Render everything in the data below, from the line containing "like point(173, 290)?" down to the line containing "point(538, 105)", both included, as a JSON array of strings with one string per line and blank lines omitted.
══ Input ══
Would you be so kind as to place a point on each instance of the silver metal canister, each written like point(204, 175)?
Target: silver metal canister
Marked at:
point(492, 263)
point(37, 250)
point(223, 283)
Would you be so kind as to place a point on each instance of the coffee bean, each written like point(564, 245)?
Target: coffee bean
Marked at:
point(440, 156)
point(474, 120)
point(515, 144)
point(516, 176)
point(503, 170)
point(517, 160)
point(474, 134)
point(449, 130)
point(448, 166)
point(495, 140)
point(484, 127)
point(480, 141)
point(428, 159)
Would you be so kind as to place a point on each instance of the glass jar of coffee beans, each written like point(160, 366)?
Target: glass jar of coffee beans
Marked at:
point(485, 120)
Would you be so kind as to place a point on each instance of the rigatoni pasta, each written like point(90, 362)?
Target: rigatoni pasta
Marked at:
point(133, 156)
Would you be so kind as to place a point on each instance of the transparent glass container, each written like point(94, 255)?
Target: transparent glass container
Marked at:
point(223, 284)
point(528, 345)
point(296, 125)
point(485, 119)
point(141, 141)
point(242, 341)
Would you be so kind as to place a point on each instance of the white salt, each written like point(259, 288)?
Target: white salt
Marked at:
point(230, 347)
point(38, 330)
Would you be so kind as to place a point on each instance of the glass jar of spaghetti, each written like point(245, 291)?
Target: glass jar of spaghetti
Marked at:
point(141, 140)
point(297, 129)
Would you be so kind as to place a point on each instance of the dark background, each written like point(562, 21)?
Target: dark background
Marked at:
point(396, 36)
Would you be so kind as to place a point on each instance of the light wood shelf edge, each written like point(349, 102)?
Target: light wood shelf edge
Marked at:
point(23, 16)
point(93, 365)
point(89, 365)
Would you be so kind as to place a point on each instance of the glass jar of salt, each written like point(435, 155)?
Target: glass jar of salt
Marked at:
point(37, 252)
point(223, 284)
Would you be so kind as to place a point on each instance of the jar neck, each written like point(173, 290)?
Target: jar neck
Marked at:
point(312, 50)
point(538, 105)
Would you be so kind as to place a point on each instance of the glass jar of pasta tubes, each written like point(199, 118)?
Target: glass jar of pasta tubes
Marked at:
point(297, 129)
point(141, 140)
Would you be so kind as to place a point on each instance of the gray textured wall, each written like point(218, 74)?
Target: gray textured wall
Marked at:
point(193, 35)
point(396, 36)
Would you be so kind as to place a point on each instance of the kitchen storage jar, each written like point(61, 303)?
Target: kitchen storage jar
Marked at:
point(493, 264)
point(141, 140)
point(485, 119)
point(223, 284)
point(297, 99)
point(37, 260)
═══
● Solved problem:
[
  "Would you be so kind as to place a point on each instance of the jar neck, each written like point(173, 290)?",
  "Target: jar neck",
  "Marked at:",
  "point(312, 50)",
  "point(538, 105)"
]